**Records for the exercise:**
────

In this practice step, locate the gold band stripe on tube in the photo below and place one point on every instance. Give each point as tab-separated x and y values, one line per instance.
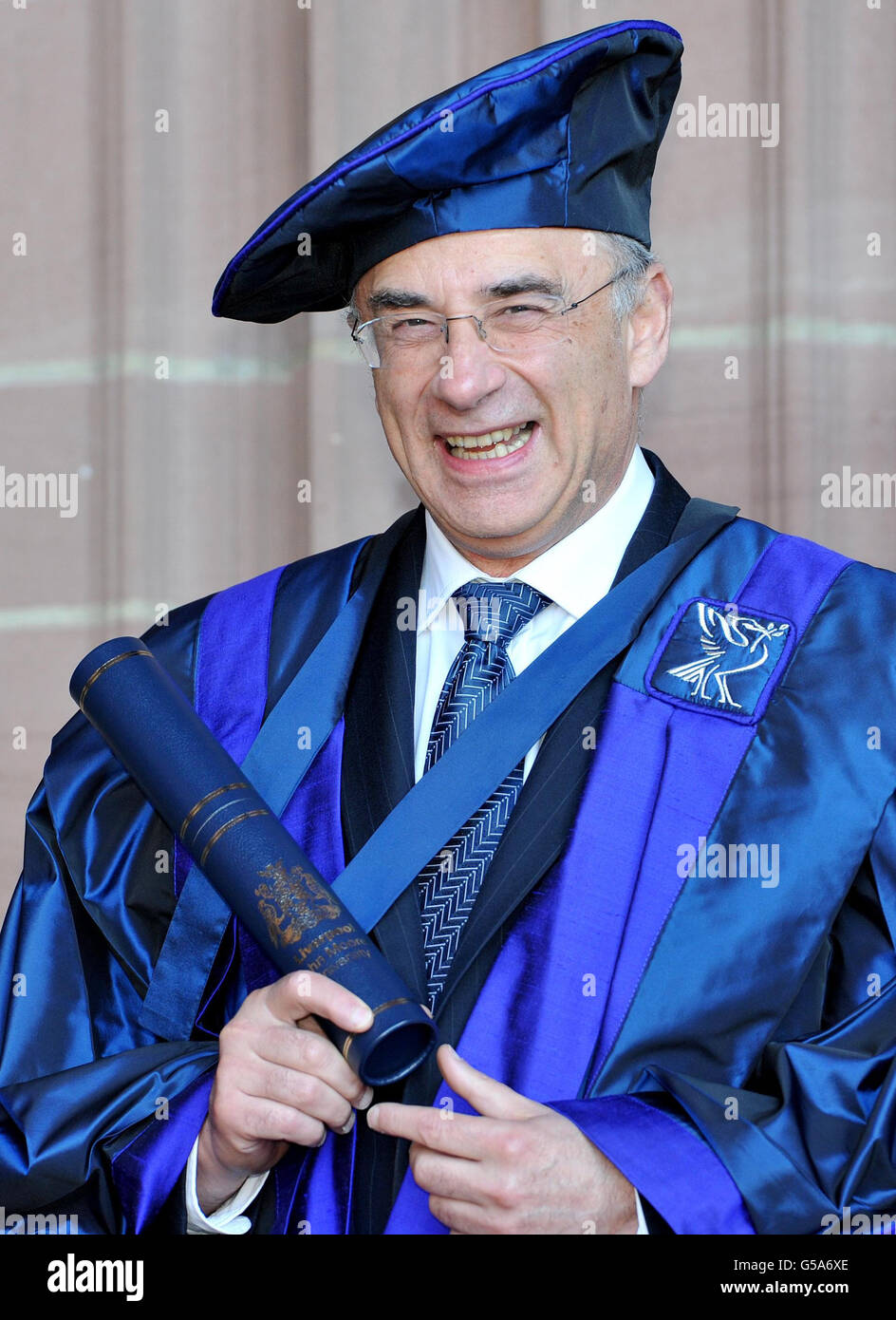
202	801
103	669
381	1009
259	811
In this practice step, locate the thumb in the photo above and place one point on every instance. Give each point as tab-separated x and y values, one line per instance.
489	1097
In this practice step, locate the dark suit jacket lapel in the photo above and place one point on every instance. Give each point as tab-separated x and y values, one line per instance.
378	765
548	802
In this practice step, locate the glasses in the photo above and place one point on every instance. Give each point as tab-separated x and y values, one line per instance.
508	325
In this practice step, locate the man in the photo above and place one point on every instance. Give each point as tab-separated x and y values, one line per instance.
588	752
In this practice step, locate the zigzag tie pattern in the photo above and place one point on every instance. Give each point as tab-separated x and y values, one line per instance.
493	614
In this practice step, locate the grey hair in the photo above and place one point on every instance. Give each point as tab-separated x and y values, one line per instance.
635	260
627	294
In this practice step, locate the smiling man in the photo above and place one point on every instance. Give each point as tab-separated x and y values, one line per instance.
625	683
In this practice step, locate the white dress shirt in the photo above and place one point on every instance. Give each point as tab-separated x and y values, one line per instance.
574	575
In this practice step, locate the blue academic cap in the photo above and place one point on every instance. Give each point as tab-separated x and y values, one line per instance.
565	135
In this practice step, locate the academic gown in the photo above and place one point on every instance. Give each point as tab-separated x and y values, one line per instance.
771	1084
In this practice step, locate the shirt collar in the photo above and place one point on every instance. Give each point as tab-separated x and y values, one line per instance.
575	573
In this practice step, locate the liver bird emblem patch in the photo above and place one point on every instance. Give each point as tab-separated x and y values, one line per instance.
719	657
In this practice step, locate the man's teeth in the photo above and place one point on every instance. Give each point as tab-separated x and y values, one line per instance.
495	443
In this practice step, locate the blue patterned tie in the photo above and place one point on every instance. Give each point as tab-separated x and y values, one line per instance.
493	614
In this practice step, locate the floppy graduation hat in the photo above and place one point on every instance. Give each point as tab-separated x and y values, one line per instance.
565	135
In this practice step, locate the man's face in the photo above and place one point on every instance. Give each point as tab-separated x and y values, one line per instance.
574	398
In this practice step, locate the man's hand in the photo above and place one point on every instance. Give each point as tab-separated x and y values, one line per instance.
279	1080
517	1168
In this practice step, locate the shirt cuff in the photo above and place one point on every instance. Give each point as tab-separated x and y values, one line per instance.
229	1217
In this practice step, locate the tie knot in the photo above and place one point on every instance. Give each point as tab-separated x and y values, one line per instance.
495	612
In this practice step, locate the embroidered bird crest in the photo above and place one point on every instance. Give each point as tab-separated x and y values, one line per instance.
731	645
293	904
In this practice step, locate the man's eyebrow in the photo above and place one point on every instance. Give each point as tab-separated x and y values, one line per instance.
523	283
527	281
391	300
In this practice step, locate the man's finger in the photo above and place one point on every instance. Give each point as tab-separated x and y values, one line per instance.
437	1129
489	1097
303	992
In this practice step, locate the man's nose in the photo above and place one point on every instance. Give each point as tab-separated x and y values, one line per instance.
469	368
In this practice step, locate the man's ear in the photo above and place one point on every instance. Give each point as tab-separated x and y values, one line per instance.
648	329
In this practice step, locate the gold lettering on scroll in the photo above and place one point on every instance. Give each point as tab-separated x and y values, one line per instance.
293	904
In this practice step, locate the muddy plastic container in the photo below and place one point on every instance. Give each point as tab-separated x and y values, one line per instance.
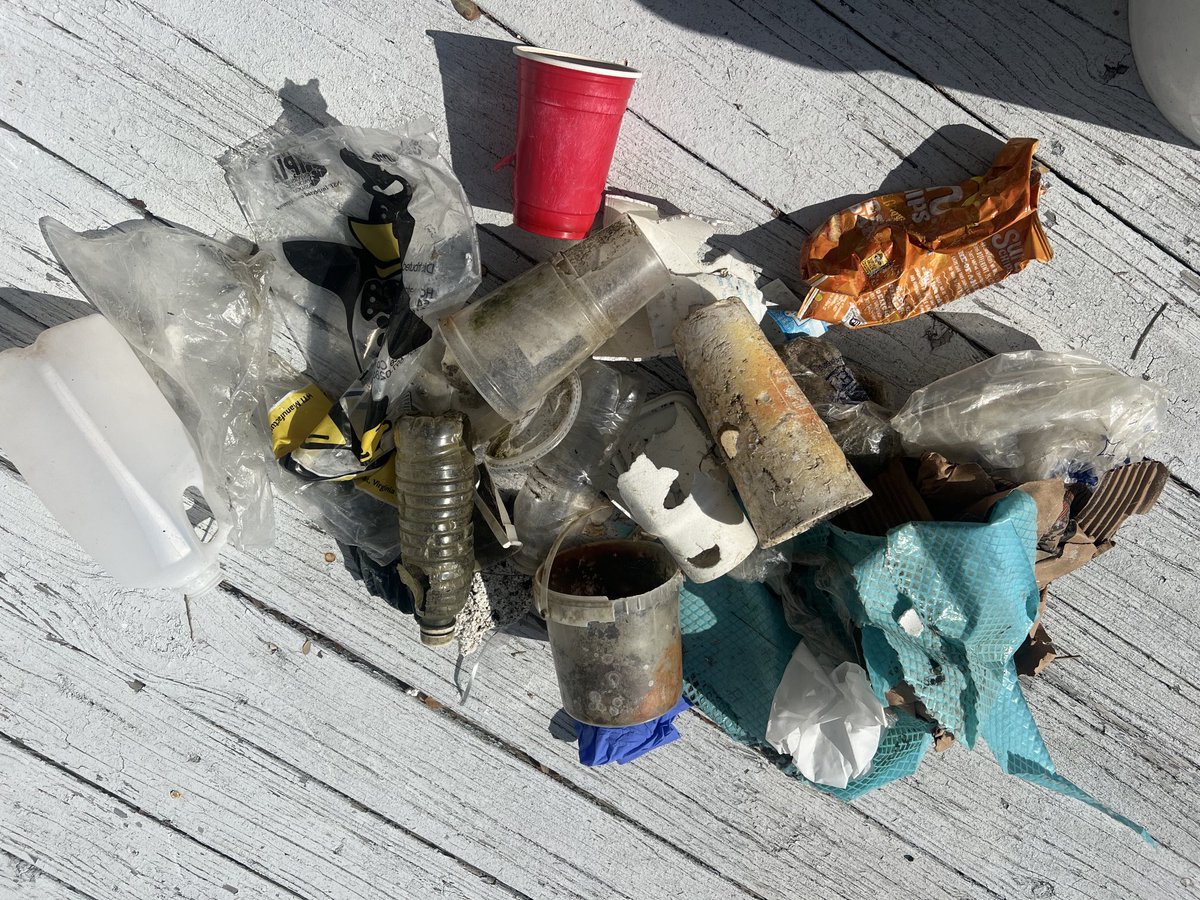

────

**The problem:** Please reproduce every one of the records above word for word, leaving out the pictures.

**Reply to the exercise:**
In this practice step, locate the gold band stripe on tube in the photo below and place one point on every instance. Give each point as tab-separated x and y values, one line per instance.
202	801
103	669
381	1009
259	811
In this practice step, locate the thumb in the photo above and place one point on every instance. Give each point as tab-separated x and y values, one line per instance.
489	1097
In this practice step, locate the dark suit jacket lapel in the photo above and place one point on every instance. Give each point as tab-separated x and y values, one line per instance.
378	765
548	802
In this practice step, locate the glasses in the photo above and place one point on every instance. Give each point as tab-separated x and y values, one line per instance.
508	325
In this practice step, locate the man in the photo above and place one point on every instance. Give each point as tab-separated x and y values, one line per instance.
588	752
In this practice step, locate the zigzag tie pattern in the photo above and place one point on every instance. Give each point as tab-separated x and y values, one line per instance.
493	614
In this practice step, locate the grey hair in the photo above and place one point on every instance. Give each point as tab-separated x and y values, one line per instance.
635	260
627	294
In this practice step, locate the smiling man in the photo above and place one point on every instance. Give each point as tab-separated x and y values, one line per instance.
625	683
In this practice step, locate the white dress shirt in the photo above and place one point on every instance. Give each point as tab-separated x and y values, one line per instance.
574	575
In this practice step, locate the blue academic cap in the photo above and place one point on every instance. Give each point as tab-separated x and y values, one line per instance.
565	135
In this practice step, locate the academic gown in the photo above and place one point on every instance. Give each point as tab-separated x and y values, one line per instance.
771	1084
In this practice step, locate the shirt collar in the photo above and place one point on every instance. Give each point as tab-separated x and y values, one line per instance.
575	573
In this practice step, locate the liver bird emblem patch in the photo above and place one point on every instance. Give each point as tab-separated x and y values, one line per instance.
719	657
In this practice step, locate the man's teeth in the photo above and place one point on every instance. Give each point as tab-separated x and y values, one line per instance.
495	443
In this practice step, locate the blue patterned tie in the photo above and place one point on every instance. Give each point as tab-separated x and y values, one line per instance.
493	614
In this practice step, locate the floppy graduation hat in the photo above and place one point on every instance. Give each point as tab-separated x and y values, one line per instance.
565	135
In this practice step, locate the man's face in the photo above and place one point on every instance. Give each point as tab-separated x and y values, one line per instance.
574	398
In this practice step, locate the man's hand in the photo above and place one point on every instance. Give each point as tab-separated x and y values, one line per instance.
279	1080
517	1168
In this practice step, locate the shirt cuff in the photo above and place one point on every instance. Give each point as tab-separated x and y values, one line per instance.
229	1217
In this practice step, locate the tie knot in the photo above and place one point on every instance. Give each point as tab-separated x and y values, one line per instance.
495	612
In this practice step, locate the embroidered bird crest in the photo above and place one point on every instance. Give each point as tab-separated x and y values, one line per instance.
731	645
293	904
In this practice step, locate the man's eyebrow in the photo above and place one point on every instance. Give each point as tab-separated x and y values, one line per instance.
523	283
527	281
391	300
In this practice step, locate the man's finger in the photo above and place one point on every instance. Give each point as tab-separated x and y values, one line per instance.
437	1129
489	1097
303	992
In this practice step, locate the man's nose in the photo above and place one point on every instance. Give each point as tab-separated x and y values, one line per instance.
469	368
In this practice step, locate the man's ear in the photo above and place one point on every instance. Give each point as tab-separated x and y values, one line per instance.
648	329
In this practice step, locate the gold lettering on scroll in the photo above and place one point on every instance. Give each point as tab-separated x and y values, one line per instance.
293	904
In this practice step, locate the muddy plastic container in the photo below and place one point on every instance. Give each point as tab-separated x and y values, one line per instance.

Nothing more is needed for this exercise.